* **Aim of the task**: Output exactly the lines that run from the line with "Each instance of the concrete pad" to the end of the material, both ends included, and no other lines.

(Dataset rows on where objects appear)
+ + + + +

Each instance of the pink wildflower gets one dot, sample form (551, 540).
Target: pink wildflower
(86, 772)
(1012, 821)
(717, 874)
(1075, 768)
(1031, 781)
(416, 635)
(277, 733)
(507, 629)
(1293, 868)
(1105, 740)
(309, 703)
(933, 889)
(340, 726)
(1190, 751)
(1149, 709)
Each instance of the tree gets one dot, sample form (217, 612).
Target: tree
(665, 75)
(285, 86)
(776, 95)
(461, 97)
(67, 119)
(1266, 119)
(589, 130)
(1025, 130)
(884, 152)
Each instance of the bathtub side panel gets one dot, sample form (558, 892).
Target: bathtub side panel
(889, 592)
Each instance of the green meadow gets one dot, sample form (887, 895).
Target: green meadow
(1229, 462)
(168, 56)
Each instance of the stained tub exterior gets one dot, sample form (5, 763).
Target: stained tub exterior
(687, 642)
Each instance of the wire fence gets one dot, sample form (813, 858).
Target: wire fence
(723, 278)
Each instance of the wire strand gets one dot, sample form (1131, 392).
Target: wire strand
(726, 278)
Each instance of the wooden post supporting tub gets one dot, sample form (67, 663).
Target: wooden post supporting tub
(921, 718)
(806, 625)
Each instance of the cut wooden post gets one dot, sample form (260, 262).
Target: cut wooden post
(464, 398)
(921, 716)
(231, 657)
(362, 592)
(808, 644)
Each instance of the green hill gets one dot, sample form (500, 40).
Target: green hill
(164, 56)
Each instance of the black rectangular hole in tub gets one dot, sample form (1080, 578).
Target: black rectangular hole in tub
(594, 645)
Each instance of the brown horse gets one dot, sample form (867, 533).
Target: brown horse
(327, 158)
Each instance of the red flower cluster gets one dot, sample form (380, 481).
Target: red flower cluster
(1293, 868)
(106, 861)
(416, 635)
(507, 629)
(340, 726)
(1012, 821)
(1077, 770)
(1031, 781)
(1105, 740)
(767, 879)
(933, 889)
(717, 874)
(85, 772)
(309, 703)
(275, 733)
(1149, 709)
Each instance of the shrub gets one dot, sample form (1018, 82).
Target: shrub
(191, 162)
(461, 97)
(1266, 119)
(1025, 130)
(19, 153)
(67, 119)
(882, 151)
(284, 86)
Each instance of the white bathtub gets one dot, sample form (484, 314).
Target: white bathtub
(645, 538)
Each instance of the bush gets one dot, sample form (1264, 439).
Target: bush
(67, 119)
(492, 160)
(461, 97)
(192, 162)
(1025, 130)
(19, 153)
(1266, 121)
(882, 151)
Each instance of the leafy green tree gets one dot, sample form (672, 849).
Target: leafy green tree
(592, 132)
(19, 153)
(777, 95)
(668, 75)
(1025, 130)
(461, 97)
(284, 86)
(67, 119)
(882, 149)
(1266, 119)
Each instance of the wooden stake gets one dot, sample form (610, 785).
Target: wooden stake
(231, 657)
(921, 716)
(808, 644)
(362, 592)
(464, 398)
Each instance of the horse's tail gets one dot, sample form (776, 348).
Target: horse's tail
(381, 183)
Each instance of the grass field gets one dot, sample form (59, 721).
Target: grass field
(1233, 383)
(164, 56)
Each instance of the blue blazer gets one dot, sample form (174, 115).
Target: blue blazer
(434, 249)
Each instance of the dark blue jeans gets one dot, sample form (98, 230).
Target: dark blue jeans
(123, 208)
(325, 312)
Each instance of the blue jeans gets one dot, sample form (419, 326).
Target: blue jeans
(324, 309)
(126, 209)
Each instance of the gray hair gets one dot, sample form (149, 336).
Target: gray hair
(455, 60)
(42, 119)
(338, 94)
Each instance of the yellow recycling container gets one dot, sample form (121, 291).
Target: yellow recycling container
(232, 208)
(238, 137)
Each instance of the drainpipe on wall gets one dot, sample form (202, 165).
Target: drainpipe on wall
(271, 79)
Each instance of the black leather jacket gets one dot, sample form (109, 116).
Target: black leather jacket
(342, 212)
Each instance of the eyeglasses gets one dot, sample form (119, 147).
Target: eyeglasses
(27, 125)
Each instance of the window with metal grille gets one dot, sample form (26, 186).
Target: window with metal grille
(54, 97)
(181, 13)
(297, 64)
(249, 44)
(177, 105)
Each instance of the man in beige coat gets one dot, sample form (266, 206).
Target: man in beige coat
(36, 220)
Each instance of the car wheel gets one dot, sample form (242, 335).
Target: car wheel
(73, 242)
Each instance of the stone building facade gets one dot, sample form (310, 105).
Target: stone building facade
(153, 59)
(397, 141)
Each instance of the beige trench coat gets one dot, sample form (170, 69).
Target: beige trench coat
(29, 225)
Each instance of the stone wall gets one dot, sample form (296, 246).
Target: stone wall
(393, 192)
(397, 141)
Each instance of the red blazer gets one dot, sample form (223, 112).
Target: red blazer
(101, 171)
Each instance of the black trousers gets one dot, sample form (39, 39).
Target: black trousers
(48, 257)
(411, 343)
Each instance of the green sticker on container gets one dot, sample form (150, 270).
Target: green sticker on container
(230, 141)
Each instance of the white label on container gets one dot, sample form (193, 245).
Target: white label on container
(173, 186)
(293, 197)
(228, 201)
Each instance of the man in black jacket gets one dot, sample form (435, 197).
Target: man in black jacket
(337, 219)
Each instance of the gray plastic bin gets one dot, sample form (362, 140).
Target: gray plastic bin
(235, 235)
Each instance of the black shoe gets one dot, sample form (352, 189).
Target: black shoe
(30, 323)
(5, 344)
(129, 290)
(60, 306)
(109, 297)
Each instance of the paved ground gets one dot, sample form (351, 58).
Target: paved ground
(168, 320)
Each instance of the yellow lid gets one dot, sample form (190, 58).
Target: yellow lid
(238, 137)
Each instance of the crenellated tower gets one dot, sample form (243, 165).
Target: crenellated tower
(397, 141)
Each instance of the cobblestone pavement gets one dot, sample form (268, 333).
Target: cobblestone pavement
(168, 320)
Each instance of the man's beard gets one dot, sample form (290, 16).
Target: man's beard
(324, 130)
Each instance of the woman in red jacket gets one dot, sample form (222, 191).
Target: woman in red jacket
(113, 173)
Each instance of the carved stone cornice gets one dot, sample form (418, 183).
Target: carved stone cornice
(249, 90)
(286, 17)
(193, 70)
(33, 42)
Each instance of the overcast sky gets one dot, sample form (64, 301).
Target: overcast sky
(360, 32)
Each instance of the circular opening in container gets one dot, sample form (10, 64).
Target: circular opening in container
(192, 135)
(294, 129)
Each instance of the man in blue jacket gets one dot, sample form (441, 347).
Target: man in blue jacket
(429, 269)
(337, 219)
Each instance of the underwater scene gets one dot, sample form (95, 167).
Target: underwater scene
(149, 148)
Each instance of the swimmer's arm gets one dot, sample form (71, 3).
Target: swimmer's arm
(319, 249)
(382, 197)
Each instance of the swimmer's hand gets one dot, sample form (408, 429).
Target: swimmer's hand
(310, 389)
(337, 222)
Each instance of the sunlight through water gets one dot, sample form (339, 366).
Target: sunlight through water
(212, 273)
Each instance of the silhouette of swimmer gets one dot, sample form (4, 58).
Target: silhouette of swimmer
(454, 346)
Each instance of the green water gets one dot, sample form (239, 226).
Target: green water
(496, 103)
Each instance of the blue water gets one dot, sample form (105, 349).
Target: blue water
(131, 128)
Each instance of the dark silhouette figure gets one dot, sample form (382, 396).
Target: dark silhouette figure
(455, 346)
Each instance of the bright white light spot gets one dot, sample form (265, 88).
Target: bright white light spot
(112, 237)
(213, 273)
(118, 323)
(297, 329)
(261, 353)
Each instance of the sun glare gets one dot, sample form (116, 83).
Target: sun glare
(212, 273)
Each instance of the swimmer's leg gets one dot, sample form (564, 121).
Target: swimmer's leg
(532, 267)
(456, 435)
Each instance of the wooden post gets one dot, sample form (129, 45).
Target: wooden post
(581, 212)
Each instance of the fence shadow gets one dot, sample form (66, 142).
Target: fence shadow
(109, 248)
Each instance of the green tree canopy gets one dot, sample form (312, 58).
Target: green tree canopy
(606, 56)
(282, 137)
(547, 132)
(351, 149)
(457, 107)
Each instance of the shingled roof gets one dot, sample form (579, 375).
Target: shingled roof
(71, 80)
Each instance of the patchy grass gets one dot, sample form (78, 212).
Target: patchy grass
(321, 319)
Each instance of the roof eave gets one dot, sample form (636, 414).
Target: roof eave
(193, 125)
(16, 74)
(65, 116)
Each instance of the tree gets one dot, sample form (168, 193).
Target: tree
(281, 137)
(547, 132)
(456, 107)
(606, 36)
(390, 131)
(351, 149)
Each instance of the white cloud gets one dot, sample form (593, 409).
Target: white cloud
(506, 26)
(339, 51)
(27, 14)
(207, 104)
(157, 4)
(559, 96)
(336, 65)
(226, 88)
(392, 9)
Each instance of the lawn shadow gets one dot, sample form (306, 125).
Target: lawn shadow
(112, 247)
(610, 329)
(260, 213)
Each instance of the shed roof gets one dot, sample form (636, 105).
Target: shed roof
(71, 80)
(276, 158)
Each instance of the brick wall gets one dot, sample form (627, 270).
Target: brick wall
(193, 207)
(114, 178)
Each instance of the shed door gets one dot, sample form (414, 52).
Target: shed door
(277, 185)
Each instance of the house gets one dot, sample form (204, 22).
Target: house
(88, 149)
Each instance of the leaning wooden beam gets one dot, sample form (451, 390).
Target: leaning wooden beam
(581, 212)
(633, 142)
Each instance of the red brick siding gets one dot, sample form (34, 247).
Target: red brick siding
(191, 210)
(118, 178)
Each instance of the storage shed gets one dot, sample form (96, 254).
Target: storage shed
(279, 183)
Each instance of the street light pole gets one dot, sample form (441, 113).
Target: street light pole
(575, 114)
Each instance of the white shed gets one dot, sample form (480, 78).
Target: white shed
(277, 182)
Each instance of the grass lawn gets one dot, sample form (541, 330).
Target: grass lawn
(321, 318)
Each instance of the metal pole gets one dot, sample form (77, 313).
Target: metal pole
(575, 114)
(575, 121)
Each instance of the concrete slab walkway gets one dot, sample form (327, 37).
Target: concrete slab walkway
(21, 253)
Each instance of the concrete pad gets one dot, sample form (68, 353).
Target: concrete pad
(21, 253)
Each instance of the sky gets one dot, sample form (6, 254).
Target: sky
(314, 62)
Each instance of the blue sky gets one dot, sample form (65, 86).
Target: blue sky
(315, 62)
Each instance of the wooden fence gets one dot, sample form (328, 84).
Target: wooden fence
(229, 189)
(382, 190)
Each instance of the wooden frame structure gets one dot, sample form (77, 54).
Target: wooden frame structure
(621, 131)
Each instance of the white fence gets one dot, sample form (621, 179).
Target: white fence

+ + + + +

* **Solution to this exercise**:
Each instance of the concrete pad gets one dot, sample form (68, 353).
Target: concrete pad
(21, 253)
Each instance of the sky gets one dot, sample form (6, 254).
Target: sky
(314, 62)
Each instance of the blue sky gets one dot, sample form (65, 86).
Target: blue sky
(315, 62)
Each instance of the wooden fence gets one dot, sample form (328, 84).
Target: wooden fence
(229, 189)
(382, 190)
Each instance of the wooden frame structure gets one dot, sample form (77, 54).
Target: wooden frame structure
(621, 131)
Each instance of the white fence gets one dot, sample form (621, 179).
Target: white fence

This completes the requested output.